* **What you will do**: Rewrite the rows below, replacing each "Locate" with "Find" and keeping all other text unchanged.
---------- Data extract ----------
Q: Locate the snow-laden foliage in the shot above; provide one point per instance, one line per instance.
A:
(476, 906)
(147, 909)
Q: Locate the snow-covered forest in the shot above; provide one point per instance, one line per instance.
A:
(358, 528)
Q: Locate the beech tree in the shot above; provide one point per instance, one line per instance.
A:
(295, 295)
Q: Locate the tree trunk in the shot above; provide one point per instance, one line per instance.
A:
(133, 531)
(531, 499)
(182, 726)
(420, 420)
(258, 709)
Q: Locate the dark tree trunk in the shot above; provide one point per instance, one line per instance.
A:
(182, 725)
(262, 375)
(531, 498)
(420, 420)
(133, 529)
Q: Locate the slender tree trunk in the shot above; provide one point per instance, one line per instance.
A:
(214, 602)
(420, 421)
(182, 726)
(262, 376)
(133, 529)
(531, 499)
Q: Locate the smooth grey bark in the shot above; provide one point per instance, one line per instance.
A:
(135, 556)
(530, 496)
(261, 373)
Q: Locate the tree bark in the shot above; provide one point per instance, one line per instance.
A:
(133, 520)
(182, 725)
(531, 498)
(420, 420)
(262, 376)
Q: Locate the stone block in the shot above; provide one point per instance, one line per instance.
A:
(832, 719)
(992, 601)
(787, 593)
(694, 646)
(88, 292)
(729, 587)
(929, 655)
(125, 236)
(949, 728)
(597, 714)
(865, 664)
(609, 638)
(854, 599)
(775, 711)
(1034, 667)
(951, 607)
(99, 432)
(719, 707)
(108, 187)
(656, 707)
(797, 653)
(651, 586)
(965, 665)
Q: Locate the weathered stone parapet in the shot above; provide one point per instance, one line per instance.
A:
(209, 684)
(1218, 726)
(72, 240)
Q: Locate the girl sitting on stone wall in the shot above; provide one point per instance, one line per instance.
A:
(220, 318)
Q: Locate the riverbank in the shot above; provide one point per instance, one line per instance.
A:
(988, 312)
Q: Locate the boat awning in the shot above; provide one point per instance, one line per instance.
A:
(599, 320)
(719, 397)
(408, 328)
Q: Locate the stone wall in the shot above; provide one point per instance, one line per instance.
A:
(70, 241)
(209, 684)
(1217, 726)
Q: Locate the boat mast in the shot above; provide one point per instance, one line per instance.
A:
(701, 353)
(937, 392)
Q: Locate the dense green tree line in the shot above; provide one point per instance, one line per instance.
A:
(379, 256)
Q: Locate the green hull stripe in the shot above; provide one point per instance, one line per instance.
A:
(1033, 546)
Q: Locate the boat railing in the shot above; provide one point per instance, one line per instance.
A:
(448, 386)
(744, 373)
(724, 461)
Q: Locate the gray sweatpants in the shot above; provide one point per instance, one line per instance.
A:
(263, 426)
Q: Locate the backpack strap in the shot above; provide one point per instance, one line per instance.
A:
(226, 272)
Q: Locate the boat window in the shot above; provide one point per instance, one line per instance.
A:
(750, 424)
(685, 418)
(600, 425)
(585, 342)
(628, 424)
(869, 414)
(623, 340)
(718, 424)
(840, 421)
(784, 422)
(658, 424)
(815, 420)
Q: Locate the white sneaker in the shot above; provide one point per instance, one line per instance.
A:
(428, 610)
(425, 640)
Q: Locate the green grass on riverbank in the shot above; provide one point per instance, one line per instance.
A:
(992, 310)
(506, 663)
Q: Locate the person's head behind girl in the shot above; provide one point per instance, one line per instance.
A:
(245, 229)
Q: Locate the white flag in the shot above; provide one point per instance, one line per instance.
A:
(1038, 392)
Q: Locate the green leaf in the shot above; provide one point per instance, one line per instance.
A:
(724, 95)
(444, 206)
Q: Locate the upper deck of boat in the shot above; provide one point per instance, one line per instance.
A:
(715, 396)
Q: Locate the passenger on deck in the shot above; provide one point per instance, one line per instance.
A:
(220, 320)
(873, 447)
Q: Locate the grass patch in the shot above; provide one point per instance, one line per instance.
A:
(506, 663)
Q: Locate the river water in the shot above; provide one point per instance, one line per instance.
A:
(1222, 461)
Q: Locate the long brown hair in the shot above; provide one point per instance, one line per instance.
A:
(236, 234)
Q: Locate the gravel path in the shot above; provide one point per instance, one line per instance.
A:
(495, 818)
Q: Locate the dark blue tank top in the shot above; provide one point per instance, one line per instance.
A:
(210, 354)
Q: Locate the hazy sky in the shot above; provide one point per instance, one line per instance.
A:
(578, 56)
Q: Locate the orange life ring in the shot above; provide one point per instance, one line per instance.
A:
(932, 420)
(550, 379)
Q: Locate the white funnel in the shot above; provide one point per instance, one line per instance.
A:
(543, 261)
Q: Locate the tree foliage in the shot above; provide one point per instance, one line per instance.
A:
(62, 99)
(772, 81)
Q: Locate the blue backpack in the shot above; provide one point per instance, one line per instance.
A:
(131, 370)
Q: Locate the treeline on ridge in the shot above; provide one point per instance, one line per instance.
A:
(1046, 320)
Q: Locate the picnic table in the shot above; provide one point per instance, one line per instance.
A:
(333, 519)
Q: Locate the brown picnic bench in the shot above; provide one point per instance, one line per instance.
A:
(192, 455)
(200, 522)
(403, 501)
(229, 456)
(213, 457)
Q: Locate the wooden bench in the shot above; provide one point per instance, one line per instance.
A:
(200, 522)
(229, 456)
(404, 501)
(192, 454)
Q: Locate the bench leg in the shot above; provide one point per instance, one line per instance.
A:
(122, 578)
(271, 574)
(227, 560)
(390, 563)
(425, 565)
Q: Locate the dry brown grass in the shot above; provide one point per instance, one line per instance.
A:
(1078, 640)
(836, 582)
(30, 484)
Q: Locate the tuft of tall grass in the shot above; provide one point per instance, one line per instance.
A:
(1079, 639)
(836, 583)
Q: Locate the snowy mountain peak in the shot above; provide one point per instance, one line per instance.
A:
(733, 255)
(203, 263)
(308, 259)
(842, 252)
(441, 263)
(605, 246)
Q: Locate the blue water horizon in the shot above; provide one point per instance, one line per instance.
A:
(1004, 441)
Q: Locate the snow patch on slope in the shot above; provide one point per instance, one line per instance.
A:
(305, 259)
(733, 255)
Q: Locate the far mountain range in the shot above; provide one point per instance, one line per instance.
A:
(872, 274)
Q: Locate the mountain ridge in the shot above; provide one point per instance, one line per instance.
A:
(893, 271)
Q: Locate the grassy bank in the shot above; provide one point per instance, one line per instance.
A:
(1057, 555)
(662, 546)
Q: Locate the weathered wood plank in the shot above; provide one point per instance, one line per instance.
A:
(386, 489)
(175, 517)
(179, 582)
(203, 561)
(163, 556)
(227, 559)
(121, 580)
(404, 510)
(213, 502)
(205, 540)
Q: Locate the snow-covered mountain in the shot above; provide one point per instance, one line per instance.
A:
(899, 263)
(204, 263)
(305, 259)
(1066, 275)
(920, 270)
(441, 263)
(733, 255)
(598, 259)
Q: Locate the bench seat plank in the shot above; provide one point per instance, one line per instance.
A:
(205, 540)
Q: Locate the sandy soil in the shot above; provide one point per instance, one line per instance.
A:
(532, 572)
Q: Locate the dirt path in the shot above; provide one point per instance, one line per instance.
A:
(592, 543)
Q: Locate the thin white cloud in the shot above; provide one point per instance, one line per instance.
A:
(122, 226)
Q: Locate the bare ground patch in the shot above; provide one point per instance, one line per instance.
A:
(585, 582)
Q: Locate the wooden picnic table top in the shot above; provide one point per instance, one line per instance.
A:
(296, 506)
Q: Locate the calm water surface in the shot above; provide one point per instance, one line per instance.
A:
----------
* **Answer to the exercise**:
Q: Find the snow-laden foliage in the shot above; provide one point per instance, one line per instance.
A:
(476, 906)
(147, 909)
Q: Find the snow-covered forest in the shot above; provide one point per instance, one line per instance.
A:
(358, 528)
Q: Find the beech tree in the shot above; provide one point per instance, one line per instance.
A:
(295, 295)
Q: Find the tree trunk in the shot above; provide one point per instance, one line per instance.
A:
(133, 531)
(531, 499)
(182, 726)
(420, 420)
(258, 709)
Q: Find the dark tree trunk in the shot above; provide one point per instance, one line per instance.
A:
(182, 725)
(262, 375)
(531, 498)
(420, 420)
(133, 529)
Q: Find the slender tree trunk in the shot above; provide one point per instance, one line per instance.
A:
(214, 602)
(420, 421)
(182, 726)
(262, 376)
(133, 529)
(531, 499)
Q: Find the smooth grey bark in the shot above; provide one point per instance, one line per instance.
A:
(135, 556)
(530, 496)
(261, 373)
Q: Find the tree bark in the shot above; provide one point per instance, one line per instance.
A:
(133, 520)
(182, 725)
(531, 498)
(420, 420)
(262, 376)
Q: Find the stone block in the shot above; provide one point per instance, one line per instance.
A:
(832, 719)
(992, 601)
(787, 593)
(694, 646)
(88, 292)
(729, 587)
(929, 655)
(125, 236)
(949, 728)
(597, 714)
(865, 664)
(609, 638)
(854, 599)
(775, 711)
(1034, 667)
(951, 607)
(99, 432)
(719, 707)
(108, 187)
(656, 707)
(797, 653)
(651, 586)
(965, 665)
Q: Find the weathered stone parapet in the shot above; provide one point per instance, one line per instance.
A:
(209, 684)
(1218, 726)
(72, 240)
Q: Find the girl sitting on stone wall in the shot above; provide one point per instance, one line per instance.
A:
(220, 318)
Q: Find the riverbank in the shot above; provide one point per instance, one line per instance.
A:
(988, 312)
Q: Find the boat awning in the shot above; provide one point per instance, one line per instance.
A:
(599, 320)
(719, 397)
(408, 328)
Q: Find the stone wall in the shot above; provide one point per instance, one line per instance.
A:
(70, 241)
(209, 684)
(1217, 726)
Q: Find the boat mast in the shot above; provide one point per instance, one line per instance.
A:
(701, 353)
(937, 392)
Q: Find the dense green tree line in the shot above; provide one point per instance, one line per instance.
A:
(379, 256)
Q: Find the green hull stripe in the shot above; provide one point per instance, one line per instance.
A:
(1033, 546)
Q: Find the boat railing in the shot above; provide one point per instance, one line per instance.
A:
(448, 386)
(744, 373)
(724, 461)
Q: Find the gray sweatpants in the shot above; provide one point per instance, one line per instance.
A:
(263, 426)
Q: Find the backpack strap in the shot above; provide one point per instance, one line per instance.
A:
(226, 272)
Q: Find the boat window in the shot above; provide one point per instance, one line per instance.
A:
(750, 424)
(685, 418)
(600, 425)
(585, 342)
(628, 424)
(869, 414)
(623, 340)
(718, 424)
(840, 421)
(784, 422)
(658, 424)
(815, 420)
Q: Find the white sneaker in the shot above; provide one point per instance, one line per instance.
A:
(428, 610)
(425, 640)
Q: Find the green grass on riverbank in the shot above; provide one point per instance, one line per instance.
A:
(992, 310)
(506, 663)
Q: Find the person's head behind girl in the shot above; provide one point per instance, one line per instance.
A:
(245, 229)
Q: Find the white flag in the shot above; provide one point per instance, one line per instance.
A:
(1038, 392)
Q: Find the green leaf in the shot above; provide one point per instance, one line per instance.
A:
(724, 95)
(444, 206)
Q: Find the upper deck of boat in the shot above; provide one point per instance, one line per instance.
A:
(715, 396)
Q: Find the passenger on deck in the shot above; provide one point per instance, one line per instance.
A:
(220, 320)
(873, 447)
Q: Find the grass patch in the shot above; provide one point per instance, one line per instance.
A:
(506, 663)
Q: Find the river water in the shot above; provide one point per instance, one line per instance.
A:
(1222, 461)
Q: Find the long brown hair in the shot above; provide one point per instance, one line per instance.
A:
(236, 234)
Q: Find the gravel path in the shot above; provide one point per instance, one line per instance.
A:
(495, 818)
Q: Find the dark blue tank top in the shot above; provide one point per instance, one line per instance.
A:
(210, 354)
Q: Find the hazy sky in the shot above; provide one point per instance, one line per instance.
A:
(578, 56)
Q: Find the orange life ring in the shot above; provide one point per instance, one line per instance.
A:
(932, 420)
(550, 379)
Q: Find the white funnel in the shot above; provide one point per instance, one line per instance.
A:
(543, 261)
Q: Find the tree foliage in the shot above; provide one point per instance, one line per instance.
A:
(62, 99)
(772, 81)
Q: Find the blue backpack in the shot above; provide one point per instance, one line per instance.
A:
(131, 370)
Q: Find the treeline on ridge in the shot above; provide one point per instance, one line per instance.
A:
(1046, 320)
Q: Find the picnic table in the shot above; provide one point per instance, one line per instance.
A:
(333, 519)
Q: Find the brown picnic bench in the shot above; provide one point per instance, one line per instance.
A:
(192, 455)
(200, 522)
(403, 501)
(229, 456)
(213, 457)
Q: Find the wooden bench in the shot above; provide one point per instance, one line per instance.
A:
(200, 522)
(229, 456)
(404, 501)
(192, 454)
Q: Find the bench leg in the shot above; provide one point per instance, one line per instance.
A:
(122, 578)
(271, 574)
(227, 560)
(390, 563)
(425, 565)
Q: Find the dry brown grass in the shot above; provide one point per instance, one line per instance.
A:
(1078, 640)
(836, 582)
(30, 484)
Q: Find the tuft of tall grass in the shot above; provide one point per instance, one line per instance.
A:
(1079, 639)
(836, 583)
Q: Find the snowy mountain peak in the shot above; provide one point per instance, one line per instance.
A:
(733, 255)
(203, 263)
(308, 259)
(842, 252)
(441, 263)
(605, 246)
Q: Find the blue water horizon in the shot above; provide one point per instance, one line per instance.
A:
(1004, 441)
Q: Find the snow patch on slope in the shot above; provide one point per instance, one line per instance.
A:
(305, 259)
(733, 255)
Q: Find the far mountain range in the shot above; provide one point per instance, one line per instance.
A:
(872, 274)
Q: Find the mountain ridge in the shot above; provide one point per instance, one line per instance.
A:
(893, 271)
Q: Find the grassy bank in the shot above; provide one point per instance, one line per instance.
A:
(1057, 555)
(662, 546)
Q: Find the weathered wood plank in the shot above; provide one point per instance, one line per instance.
A:
(386, 489)
(175, 517)
(179, 582)
(203, 561)
(163, 556)
(227, 559)
(121, 580)
(404, 510)
(213, 502)
(205, 540)
Q: Find the snow-covered mountain in the shot above; provide one point per instance, one line per instance.
A:
(899, 263)
(204, 263)
(305, 259)
(1066, 275)
(920, 270)
(441, 263)
(733, 255)
(598, 259)
Q: Find the bench seat plank in the shot above; provide one point per instance, one line per instance.
A:
(205, 540)
Q: Find the sandy soil in the shot above; provide one point per instance, one line per instance.
A:
(532, 572)
Q: Find the dirt path in the shot above; provide one point per instance, one line per instance.
A:
(592, 543)
Q: Find the thin white cloud in the shot above; provide one point per instance, one line per instance.
A:
(122, 226)
Q: Find the bare ground patch in the shot above; provide one point per instance, one line per instance.
A:
(585, 582)
Q: Find the wooden picnic table top in the shot above; provide one point per instance, one line per instance.
A:
(296, 506)
Q: Find the calm water surface in the shot above; provide one point per instance, one line per instance.
A:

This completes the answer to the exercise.